--- Input data ---

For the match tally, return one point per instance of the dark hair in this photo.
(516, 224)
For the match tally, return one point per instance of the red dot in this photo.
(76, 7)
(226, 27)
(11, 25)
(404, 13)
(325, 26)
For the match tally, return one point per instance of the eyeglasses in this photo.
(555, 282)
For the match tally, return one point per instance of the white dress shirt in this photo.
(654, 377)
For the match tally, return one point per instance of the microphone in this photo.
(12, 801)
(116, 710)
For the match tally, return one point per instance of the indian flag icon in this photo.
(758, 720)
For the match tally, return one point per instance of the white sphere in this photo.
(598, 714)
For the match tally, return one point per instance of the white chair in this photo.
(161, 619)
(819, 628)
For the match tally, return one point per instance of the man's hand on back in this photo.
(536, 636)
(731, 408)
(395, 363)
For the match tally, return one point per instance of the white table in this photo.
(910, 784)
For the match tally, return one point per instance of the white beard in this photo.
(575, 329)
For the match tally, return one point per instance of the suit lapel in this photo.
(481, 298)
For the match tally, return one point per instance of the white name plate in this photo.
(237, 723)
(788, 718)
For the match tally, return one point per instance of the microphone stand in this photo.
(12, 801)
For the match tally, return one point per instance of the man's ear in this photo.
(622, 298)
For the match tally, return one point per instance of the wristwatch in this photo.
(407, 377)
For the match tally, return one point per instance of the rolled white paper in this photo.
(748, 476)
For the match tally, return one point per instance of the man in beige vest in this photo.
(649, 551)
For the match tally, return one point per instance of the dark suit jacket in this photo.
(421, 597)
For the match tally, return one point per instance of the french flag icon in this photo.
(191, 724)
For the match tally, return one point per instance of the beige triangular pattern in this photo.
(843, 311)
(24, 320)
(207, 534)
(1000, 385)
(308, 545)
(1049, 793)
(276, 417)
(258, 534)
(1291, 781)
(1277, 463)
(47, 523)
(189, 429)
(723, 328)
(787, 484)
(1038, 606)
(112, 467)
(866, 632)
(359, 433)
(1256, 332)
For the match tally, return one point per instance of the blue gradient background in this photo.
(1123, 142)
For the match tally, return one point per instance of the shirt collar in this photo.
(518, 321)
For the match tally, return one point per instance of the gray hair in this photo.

---

**What the task asks**.
Begin at the line that has "background in this photo." and stop at the end of the data. Write out every line in that stretch again, leaving none out, and lower each coordinate in the answers by 45.

**The result**.
For the match tally, return one point per instance of the blue gradient background in this photo.
(1078, 97)
For the match tally, return one point per instance of the shirt collar in this photo.
(473, 276)
For the match tally, return one point per instance of the gray hair in this photo.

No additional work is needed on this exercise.